#### EXERCISE
Copy out every line of the records where the string "blurred" occurs.

#### RECORD EXCERPTS

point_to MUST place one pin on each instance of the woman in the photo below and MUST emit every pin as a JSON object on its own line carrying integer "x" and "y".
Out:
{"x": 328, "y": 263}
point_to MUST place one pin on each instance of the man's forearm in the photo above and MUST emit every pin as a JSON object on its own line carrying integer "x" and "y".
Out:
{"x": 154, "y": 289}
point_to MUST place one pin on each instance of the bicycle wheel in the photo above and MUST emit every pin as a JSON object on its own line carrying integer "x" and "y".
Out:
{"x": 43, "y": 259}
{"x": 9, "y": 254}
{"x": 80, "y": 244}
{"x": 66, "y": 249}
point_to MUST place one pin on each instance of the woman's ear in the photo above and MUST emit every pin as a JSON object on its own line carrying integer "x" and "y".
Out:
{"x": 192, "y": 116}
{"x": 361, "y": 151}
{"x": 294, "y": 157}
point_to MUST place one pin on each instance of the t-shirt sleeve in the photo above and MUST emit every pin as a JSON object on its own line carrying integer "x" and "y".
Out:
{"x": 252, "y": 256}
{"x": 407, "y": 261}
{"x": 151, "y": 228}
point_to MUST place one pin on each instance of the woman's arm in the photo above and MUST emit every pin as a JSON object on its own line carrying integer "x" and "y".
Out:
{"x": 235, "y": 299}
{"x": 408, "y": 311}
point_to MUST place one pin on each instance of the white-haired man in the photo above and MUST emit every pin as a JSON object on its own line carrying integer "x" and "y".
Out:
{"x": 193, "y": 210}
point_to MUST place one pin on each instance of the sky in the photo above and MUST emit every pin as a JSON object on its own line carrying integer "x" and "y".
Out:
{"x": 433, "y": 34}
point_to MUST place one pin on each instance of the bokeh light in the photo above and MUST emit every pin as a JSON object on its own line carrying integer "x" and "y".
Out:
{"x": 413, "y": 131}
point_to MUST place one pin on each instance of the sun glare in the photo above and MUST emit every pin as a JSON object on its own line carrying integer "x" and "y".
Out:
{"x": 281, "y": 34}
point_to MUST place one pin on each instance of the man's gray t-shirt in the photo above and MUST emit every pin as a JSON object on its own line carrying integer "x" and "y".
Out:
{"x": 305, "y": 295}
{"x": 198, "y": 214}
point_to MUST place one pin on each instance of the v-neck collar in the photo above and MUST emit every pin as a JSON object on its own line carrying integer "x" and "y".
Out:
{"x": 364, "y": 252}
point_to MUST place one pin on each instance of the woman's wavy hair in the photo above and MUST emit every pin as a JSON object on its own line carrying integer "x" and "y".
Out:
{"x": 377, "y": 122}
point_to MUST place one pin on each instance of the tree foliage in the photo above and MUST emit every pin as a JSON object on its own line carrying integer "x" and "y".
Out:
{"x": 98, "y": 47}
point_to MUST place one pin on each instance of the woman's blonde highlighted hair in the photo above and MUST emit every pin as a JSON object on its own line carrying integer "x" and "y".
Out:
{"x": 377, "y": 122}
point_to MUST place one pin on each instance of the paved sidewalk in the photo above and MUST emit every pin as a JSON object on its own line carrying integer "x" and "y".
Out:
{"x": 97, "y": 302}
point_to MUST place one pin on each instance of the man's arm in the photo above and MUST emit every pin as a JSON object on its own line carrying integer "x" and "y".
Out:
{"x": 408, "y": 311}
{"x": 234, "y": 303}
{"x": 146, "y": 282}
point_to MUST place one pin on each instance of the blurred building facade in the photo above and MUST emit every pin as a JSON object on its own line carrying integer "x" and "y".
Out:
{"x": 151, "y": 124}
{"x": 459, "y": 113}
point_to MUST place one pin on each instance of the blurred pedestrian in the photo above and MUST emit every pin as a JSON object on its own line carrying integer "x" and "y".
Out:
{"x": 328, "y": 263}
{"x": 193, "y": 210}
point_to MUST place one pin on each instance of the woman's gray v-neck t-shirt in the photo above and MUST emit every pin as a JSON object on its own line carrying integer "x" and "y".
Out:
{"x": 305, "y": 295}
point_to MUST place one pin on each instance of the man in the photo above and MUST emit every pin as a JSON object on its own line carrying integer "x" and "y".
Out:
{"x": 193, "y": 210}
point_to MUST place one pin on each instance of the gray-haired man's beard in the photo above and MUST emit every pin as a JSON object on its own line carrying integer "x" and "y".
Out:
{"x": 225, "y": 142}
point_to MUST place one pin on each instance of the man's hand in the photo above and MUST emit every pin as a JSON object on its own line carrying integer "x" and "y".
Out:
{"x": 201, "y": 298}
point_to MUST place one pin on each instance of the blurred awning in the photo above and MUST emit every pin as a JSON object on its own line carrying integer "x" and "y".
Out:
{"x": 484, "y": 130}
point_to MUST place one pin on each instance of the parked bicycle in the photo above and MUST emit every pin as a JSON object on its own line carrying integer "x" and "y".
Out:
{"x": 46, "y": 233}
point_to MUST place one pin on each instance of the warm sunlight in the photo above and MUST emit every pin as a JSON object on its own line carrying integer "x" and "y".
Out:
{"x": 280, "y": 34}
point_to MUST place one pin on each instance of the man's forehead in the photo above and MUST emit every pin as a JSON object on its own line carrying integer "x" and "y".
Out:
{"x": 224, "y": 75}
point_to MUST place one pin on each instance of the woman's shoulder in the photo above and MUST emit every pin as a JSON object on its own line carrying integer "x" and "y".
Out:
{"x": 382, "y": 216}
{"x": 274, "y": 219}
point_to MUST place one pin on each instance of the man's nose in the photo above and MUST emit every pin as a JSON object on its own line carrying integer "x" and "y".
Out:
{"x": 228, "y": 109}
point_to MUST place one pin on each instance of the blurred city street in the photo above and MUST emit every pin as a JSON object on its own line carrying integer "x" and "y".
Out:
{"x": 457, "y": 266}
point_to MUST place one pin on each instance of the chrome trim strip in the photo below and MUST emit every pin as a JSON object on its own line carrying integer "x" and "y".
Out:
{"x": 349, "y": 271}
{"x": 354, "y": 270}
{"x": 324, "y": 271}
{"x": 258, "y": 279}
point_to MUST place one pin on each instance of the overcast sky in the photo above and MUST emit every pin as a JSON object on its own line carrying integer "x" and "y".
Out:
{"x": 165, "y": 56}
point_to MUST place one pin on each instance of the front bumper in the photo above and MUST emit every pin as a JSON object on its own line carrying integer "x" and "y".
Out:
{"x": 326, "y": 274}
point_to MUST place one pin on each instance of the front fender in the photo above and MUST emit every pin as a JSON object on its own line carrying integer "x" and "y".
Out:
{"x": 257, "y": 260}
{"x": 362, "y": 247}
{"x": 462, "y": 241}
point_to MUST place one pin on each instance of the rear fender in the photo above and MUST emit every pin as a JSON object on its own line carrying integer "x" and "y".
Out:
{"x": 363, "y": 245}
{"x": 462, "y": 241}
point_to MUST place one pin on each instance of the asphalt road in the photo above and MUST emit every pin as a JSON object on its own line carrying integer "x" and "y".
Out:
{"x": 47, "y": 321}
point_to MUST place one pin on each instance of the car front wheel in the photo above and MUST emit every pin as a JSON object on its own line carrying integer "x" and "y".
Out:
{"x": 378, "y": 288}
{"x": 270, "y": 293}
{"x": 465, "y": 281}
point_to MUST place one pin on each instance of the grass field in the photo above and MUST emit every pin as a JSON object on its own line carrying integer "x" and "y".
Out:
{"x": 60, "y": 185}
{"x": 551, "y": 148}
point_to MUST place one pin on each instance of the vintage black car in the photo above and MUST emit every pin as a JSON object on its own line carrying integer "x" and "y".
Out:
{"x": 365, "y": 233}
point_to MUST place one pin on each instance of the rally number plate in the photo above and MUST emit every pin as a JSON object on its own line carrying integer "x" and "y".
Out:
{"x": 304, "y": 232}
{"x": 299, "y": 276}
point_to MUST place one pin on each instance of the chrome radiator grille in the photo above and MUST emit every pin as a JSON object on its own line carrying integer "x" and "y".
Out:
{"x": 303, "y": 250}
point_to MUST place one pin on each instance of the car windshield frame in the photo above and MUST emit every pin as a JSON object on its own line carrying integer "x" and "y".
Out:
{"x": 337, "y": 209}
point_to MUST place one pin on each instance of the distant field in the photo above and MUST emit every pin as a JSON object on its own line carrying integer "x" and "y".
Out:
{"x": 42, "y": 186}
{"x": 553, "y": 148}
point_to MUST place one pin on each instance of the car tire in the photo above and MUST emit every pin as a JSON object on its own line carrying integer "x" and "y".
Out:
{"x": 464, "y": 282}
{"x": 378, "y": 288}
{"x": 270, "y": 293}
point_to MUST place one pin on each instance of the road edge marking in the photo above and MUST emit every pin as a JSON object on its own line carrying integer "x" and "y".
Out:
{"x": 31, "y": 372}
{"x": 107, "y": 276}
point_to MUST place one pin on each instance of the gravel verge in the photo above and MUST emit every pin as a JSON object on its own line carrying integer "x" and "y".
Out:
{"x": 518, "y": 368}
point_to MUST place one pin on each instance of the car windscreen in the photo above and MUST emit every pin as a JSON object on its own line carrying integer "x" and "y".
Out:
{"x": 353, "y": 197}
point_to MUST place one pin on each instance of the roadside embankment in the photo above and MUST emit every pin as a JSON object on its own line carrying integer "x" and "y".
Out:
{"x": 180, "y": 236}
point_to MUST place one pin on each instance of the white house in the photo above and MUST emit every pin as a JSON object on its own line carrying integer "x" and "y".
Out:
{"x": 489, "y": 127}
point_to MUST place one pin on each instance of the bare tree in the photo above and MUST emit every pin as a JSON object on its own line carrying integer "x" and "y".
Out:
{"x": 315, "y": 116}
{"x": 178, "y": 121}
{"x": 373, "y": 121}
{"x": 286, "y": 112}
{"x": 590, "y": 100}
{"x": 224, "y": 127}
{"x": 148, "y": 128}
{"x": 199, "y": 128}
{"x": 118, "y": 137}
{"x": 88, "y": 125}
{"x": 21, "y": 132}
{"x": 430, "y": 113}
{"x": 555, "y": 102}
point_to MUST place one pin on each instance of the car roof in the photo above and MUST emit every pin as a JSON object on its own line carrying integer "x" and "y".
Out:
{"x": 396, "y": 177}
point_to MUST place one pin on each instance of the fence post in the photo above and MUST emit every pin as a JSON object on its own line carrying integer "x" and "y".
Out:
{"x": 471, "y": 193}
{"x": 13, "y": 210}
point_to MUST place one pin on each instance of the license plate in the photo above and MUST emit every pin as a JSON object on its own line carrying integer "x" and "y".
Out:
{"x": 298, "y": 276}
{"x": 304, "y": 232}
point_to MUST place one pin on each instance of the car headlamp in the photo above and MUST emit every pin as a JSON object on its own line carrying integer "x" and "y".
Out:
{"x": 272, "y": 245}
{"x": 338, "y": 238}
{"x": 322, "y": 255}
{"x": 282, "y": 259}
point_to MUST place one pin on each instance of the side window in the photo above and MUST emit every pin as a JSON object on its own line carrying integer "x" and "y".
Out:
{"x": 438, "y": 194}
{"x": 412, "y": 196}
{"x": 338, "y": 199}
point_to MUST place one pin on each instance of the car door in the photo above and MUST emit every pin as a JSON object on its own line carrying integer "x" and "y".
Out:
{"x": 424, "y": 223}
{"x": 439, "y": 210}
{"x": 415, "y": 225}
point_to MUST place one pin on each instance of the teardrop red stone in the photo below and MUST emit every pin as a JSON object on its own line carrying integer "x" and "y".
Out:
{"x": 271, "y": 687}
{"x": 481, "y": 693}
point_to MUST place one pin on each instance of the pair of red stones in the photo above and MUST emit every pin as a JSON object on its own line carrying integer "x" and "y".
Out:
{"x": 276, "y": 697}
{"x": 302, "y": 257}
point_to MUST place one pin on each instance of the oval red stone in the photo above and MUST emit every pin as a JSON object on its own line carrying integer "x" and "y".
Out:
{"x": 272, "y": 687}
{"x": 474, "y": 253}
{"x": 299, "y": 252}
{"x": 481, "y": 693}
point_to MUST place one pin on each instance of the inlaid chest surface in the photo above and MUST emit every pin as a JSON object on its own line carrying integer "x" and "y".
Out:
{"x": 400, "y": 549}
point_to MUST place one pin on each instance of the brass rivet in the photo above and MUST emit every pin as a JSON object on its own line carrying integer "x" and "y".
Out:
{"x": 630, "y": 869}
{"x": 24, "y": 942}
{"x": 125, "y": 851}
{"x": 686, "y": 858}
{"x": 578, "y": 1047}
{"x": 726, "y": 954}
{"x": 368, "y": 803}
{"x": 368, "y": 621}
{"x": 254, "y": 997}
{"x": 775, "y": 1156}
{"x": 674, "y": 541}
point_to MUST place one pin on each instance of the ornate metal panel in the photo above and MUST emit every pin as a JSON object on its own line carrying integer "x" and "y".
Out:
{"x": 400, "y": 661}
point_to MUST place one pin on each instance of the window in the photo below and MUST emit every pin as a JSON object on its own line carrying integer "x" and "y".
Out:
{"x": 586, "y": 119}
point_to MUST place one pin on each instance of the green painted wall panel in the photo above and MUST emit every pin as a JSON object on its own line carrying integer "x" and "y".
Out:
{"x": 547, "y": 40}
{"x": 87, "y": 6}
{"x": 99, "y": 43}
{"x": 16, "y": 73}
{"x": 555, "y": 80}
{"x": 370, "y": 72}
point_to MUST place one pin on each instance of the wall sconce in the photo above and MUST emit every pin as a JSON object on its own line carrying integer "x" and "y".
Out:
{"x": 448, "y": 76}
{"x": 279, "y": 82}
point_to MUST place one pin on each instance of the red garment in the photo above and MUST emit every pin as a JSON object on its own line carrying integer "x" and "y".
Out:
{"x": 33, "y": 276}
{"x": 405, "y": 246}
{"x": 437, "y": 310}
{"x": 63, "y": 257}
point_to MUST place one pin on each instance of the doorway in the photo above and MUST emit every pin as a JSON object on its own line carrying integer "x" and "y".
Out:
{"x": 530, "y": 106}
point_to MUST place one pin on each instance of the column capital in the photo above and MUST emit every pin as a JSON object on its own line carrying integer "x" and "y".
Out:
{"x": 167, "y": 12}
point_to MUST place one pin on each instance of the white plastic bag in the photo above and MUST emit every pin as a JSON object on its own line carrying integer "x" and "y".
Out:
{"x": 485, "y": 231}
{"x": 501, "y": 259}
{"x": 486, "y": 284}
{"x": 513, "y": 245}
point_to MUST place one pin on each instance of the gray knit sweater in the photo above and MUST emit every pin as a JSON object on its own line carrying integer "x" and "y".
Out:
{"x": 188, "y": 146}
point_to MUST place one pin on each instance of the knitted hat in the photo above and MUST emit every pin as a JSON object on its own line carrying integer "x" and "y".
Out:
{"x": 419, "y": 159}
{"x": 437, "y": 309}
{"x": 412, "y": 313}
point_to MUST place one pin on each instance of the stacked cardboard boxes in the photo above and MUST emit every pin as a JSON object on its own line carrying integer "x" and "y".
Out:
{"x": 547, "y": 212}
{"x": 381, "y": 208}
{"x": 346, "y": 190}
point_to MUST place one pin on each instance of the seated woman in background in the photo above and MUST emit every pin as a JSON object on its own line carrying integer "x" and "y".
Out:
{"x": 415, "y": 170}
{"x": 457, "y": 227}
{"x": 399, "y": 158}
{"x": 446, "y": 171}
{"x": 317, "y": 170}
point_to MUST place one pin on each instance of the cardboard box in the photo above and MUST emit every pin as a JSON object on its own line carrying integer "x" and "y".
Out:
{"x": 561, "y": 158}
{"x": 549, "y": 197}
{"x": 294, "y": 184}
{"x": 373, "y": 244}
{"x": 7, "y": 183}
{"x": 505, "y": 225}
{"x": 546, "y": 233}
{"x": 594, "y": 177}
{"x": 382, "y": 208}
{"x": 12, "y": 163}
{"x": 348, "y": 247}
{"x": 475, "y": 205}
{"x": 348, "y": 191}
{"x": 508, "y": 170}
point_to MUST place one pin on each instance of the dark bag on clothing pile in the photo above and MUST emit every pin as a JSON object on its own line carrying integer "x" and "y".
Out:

#### RESPONSE AREA
point_to MUST place one pin on each instance of the blurred building facade in the photo above and MUST emit every pin as a JSON object on its own line carrying integer "x" and "y".
point_to MUST place one pin on each instance of the blurred pedestrian in the photo above and MUST emit every pin as a JSON object on its own line carrying integer "x" and "y".
point_to MUST place one pin on each instance of the blurred awning in the photo above and MUST emit every pin as a JSON object on its own line carrying integer "x" and "y".
point_to MUST place one pin on each instance of the blurred city street in the photo above and MUST emit every pin as a JSON object on its own line carrying integer "x" and "y".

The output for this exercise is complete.